EXERCISE PROMPT: Because only the count matters, report how many lines in the material hold the string "interior" and nothing more.

ENTRIES SUPPLIED:
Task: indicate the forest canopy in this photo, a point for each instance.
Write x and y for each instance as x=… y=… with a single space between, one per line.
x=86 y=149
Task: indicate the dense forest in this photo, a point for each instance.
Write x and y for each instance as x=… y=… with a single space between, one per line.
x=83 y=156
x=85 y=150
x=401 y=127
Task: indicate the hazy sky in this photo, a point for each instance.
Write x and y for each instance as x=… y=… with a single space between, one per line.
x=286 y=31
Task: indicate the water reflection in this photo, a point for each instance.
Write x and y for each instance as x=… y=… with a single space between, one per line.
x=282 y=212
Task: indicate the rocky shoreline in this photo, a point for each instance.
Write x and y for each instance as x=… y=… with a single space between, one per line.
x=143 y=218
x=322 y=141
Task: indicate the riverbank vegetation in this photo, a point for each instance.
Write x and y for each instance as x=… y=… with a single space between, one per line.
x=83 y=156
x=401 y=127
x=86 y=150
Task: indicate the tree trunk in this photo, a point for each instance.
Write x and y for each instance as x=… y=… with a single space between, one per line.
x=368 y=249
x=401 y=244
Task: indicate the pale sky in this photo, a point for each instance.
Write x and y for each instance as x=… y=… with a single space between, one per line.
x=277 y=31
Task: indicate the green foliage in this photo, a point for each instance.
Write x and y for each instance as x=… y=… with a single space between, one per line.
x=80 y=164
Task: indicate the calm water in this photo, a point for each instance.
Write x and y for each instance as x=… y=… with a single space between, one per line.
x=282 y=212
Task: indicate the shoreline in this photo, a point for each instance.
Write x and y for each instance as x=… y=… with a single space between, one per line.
==
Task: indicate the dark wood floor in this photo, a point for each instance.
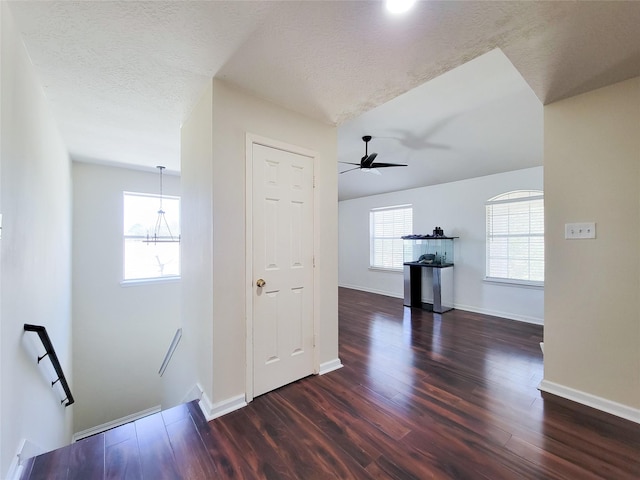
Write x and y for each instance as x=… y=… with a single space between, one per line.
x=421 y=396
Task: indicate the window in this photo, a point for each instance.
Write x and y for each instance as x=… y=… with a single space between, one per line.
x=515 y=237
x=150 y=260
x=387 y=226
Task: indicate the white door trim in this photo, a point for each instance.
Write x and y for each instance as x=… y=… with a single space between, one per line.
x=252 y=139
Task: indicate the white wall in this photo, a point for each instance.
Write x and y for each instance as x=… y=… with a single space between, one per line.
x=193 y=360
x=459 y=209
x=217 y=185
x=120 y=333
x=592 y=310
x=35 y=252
---
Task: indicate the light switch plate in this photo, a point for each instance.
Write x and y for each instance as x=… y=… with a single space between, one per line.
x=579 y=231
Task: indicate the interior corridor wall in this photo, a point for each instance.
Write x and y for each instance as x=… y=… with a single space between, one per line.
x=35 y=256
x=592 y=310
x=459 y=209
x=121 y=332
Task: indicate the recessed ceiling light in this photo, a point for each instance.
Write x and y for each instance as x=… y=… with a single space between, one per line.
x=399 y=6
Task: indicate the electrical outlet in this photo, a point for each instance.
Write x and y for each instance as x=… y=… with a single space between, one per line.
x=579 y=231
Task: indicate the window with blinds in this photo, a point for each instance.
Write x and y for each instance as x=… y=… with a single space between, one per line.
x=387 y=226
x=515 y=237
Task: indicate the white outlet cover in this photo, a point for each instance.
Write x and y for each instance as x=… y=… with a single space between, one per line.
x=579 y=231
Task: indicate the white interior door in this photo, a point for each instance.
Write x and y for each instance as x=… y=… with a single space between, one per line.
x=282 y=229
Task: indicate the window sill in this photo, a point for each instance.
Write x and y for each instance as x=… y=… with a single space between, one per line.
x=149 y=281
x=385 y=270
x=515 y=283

TASK OUTPUT: 2